* START *

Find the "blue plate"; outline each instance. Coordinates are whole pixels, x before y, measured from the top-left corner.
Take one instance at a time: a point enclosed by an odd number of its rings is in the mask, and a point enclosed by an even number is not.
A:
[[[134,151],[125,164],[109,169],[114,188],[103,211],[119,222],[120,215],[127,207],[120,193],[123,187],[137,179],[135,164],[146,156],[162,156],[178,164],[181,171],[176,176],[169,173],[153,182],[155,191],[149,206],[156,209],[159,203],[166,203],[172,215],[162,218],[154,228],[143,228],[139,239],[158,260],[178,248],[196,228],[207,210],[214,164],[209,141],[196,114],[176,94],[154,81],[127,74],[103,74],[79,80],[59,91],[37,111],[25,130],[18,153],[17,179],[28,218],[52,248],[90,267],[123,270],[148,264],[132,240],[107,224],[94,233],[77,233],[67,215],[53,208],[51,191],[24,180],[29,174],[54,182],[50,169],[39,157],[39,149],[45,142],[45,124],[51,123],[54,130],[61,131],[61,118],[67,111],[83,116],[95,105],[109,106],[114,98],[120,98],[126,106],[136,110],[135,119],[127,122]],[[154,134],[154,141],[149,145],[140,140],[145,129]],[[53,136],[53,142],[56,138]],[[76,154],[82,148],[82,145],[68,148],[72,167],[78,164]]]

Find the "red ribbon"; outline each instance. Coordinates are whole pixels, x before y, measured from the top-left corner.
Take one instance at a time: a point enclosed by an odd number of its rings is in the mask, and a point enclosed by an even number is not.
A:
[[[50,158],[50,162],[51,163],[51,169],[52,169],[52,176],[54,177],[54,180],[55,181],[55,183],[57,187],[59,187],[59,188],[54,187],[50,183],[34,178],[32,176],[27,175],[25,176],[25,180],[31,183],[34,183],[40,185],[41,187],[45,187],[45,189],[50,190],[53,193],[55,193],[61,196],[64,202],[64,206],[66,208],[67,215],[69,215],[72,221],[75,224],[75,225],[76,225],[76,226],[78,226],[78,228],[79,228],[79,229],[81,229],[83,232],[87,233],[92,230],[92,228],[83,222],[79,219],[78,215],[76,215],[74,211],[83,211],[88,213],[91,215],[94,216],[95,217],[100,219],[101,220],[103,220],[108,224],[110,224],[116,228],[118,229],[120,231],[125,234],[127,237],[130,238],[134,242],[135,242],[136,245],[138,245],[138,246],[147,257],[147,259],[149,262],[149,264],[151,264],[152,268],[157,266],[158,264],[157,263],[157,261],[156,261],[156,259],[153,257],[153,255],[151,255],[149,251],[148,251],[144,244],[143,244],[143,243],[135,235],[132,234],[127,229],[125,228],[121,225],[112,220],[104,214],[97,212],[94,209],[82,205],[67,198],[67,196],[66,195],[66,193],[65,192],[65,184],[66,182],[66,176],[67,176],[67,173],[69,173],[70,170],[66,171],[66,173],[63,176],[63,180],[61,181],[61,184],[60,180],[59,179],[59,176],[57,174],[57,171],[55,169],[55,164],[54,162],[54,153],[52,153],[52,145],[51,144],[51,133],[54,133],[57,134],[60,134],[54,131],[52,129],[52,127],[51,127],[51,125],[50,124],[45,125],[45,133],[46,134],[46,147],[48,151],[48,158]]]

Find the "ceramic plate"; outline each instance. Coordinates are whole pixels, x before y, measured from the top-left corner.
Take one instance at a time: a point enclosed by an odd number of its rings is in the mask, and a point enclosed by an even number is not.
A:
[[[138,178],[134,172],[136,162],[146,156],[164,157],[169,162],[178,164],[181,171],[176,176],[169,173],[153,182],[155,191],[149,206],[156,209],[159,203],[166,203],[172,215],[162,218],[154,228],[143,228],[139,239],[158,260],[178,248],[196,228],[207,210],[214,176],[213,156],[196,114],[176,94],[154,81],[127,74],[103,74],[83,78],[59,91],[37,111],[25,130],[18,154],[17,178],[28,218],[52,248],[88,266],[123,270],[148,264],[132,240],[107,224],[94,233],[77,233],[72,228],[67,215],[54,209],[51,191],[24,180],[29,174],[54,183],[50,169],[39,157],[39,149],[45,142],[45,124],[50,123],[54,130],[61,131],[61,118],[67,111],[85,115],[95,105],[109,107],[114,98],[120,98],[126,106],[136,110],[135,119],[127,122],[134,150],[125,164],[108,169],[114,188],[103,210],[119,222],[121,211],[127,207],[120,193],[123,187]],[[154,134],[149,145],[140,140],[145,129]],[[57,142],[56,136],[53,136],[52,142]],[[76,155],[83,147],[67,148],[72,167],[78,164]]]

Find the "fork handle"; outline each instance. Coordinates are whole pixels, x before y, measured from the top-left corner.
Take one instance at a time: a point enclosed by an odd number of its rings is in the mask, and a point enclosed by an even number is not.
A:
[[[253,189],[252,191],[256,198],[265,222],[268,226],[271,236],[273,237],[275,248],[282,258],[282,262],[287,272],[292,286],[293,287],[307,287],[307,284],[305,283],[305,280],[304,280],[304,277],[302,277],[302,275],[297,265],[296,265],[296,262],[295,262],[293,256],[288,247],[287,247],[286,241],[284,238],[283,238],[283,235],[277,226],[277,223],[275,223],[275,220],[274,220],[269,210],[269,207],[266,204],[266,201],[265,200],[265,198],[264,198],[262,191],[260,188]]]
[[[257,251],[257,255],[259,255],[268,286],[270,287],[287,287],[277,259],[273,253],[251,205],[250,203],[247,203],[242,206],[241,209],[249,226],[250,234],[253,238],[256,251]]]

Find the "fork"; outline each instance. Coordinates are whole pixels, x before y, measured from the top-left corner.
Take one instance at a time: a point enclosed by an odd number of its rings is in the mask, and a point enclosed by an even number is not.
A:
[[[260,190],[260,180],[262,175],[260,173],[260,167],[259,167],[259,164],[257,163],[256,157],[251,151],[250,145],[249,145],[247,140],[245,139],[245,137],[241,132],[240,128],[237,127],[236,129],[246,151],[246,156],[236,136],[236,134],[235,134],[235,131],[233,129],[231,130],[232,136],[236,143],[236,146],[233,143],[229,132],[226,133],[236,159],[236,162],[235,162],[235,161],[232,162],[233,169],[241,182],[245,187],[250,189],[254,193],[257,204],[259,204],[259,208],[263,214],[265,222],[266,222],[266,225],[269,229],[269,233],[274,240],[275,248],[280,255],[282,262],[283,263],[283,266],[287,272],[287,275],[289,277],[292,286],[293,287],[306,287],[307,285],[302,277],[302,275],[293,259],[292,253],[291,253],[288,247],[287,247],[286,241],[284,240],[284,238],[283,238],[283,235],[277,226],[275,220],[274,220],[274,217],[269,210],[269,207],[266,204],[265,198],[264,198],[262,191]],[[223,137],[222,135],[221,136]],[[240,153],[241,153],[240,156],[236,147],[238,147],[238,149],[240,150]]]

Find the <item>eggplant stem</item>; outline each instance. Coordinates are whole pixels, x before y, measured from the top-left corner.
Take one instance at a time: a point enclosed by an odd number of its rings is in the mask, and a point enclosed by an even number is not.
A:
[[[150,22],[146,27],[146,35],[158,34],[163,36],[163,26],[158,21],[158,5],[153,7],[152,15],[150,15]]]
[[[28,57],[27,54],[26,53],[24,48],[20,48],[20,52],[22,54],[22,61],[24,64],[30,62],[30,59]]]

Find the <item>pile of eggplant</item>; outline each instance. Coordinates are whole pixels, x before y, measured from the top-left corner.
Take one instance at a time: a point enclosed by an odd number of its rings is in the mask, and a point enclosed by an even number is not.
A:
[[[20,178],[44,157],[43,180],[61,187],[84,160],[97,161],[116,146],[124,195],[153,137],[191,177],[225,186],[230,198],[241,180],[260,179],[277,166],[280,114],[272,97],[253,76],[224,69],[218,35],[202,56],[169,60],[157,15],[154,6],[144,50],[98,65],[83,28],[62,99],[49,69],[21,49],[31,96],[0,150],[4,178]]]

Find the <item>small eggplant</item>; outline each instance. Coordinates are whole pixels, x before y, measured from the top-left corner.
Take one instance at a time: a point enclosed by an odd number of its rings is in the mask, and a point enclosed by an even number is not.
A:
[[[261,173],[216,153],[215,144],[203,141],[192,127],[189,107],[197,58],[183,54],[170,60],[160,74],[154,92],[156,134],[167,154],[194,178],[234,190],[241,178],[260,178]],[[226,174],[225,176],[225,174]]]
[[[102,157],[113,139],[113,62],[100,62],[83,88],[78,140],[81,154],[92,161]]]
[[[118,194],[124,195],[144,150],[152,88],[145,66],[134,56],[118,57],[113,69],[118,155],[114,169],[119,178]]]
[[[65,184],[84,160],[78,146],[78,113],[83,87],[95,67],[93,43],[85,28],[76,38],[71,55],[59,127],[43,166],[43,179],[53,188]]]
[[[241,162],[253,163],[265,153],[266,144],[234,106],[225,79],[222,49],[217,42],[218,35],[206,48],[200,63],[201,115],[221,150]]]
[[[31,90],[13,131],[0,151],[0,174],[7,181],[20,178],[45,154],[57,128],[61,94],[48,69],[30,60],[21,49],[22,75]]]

* END *

REQUEST:
Rescale the material starting at the line containing "Find the <item>small" and ending at the end of the material, both included. Write all of those lines again, changing only the coordinates inside the answers: multiply each by 1.85 and round to a whole number, with halves rounded up.

SOLUTION FOR THIS TASK:
Find the <item>small eggplant</item>; outline each instance. Coordinates are whole pixels, x before y, measured from the top-left corner.
Take one instance at a time: a point enclosed by an odd number of its rings is in the mask, and a point enclosed by an even number is not.
A:
[[[483,320],[400,283],[398,266],[376,261],[355,235],[350,198],[364,107],[339,100],[315,111],[296,137],[285,170],[289,248],[309,285],[359,329],[433,352],[446,329],[481,329]],[[418,322],[416,326],[416,322]]]
[[[189,290],[209,257],[209,115],[185,115],[154,163],[144,259],[150,285],[170,298]]]
[[[218,359],[229,361],[266,278],[281,163],[268,122],[248,104],[218,105],[209,128],[218,287],[211,313],[220,329]]]
[[[120,340],[155,296],[144,270],[144,209],[154,161],[176,124],[172,80],[157,52],[141,70],[131,102],[109,235],[80,307],[80,331],[98,348]]]
[[[446,300],[468,302],[490,283],[492,266],[433,196],[416,146],[411,91],[401,78],[403,65],[381,89],[370,117],[372,213],[409,278]]]
[[[57,167],[24,242],[0,279],[0,322],[13,335],[37,329],[83,285],[105,237],[113,174],[89,128],[56,111],[39,91],[41,139]]]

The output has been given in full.